- **Task**
Extract exactly and only the lines of the data below, starting at the line with "Please put a marker on the beef" and stopping after the final line.

- **Record set**
------------------------------------------------------------------------

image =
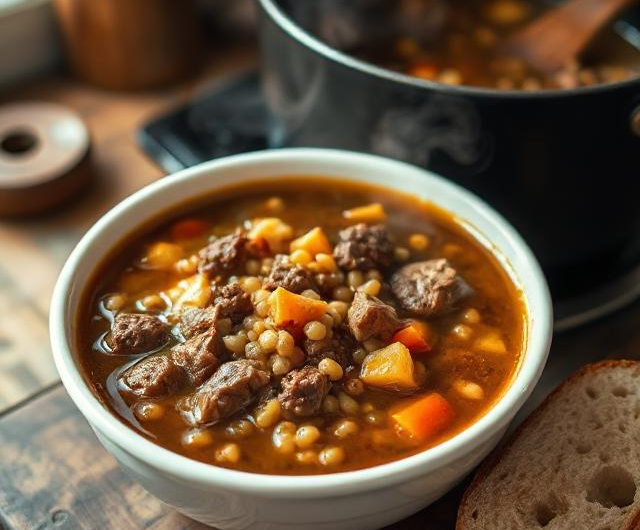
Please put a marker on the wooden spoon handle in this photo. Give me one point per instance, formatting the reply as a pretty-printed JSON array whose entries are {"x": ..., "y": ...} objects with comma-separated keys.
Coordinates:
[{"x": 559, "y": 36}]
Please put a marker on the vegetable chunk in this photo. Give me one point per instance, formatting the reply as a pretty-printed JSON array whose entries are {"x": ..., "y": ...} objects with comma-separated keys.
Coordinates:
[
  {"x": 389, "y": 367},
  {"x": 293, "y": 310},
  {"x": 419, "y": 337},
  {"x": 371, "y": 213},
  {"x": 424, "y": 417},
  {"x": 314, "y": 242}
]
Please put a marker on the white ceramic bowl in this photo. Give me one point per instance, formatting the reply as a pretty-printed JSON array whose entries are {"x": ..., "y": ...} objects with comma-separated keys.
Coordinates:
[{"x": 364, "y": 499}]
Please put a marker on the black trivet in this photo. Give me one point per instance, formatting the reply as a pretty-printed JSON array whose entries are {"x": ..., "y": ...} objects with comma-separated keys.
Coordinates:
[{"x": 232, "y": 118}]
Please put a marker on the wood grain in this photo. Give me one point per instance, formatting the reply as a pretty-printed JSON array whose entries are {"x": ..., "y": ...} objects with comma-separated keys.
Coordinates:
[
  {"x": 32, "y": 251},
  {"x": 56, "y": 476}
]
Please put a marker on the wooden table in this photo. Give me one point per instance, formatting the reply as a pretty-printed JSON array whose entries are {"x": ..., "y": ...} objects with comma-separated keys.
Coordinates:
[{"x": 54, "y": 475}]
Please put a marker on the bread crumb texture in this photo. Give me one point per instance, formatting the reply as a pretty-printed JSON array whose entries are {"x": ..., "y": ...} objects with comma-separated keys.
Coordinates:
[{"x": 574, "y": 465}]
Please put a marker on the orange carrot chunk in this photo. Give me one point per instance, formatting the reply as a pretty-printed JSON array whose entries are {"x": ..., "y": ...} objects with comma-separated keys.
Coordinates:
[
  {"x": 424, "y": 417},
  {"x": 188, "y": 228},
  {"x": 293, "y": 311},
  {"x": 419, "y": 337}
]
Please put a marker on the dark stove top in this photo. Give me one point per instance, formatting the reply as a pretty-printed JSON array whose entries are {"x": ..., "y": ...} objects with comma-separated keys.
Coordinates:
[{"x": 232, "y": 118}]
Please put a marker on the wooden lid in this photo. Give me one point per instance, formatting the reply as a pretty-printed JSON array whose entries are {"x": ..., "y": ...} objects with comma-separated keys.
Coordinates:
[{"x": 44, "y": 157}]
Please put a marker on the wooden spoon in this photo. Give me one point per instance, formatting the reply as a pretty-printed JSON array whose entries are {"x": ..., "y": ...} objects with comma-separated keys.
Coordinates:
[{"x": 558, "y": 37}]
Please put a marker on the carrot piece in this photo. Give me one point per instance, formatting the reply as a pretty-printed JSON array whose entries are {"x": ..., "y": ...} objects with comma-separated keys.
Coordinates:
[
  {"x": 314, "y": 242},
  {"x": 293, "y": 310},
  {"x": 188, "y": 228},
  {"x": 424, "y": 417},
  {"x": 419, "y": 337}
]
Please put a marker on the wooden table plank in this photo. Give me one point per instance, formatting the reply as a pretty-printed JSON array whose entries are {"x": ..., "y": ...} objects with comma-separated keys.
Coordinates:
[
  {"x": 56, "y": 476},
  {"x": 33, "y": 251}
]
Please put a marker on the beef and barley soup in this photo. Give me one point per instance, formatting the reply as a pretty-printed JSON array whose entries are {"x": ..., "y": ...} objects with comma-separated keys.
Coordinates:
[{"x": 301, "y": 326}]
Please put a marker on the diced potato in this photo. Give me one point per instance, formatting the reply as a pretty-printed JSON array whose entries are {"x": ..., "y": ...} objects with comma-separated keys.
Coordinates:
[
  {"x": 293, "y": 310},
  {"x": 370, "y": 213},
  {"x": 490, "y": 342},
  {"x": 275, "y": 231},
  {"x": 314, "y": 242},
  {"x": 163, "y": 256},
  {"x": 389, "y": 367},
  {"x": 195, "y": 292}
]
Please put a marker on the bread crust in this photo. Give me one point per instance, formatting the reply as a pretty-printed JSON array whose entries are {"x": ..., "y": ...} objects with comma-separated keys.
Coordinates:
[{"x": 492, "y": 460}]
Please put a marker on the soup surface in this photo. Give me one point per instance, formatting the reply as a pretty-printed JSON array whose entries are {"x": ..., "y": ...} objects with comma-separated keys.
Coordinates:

------------------------------------------------------------------------

- **Complete output**
Please put a marker on the beef and barley soup in this photo. Give me one point per instance, formatting the reply as a pretty-printed JSON array whose entries are {"x": ..., "y": ...} objects with comma-separated keys.
Coordinates:
[{"x": 301, "y": 326}]
Please put a marker on the diced potato in this photo. Give me one point per instance, formatting the reply as a pretty-printed JSON array whose entries are {"x": ..., "y": ...} objects with comma-separated keys.
Coordinates:
[
  {"x": 293, "y": 310},
  {"x": 370, "y": 213},
  {"x": 490, "y": 342},
  {"x": 275, "y": 231},
  {"x": 314, "y": 242},
  {"x": 163, "y": 256},
  {"x": 389, "y": 367},
  {"x": 195, "y": 292}
]
Please put a marker on the bread crust in this photo. Give me one point per instance, formatting the reply as a pretty-printed JSON array whose entries are {"x": ..., "y": ...} objects with comma-separated keys.
Coordinates:
[{"x": 492, "y": 460}]
Please put a marker on the soup surface in this photo. Give me one point per instance, formatting the reply as a pretty-printed JSON array whose entries are {"x": ..., "y": ...} objects with comma-separated keys.
Coordinates:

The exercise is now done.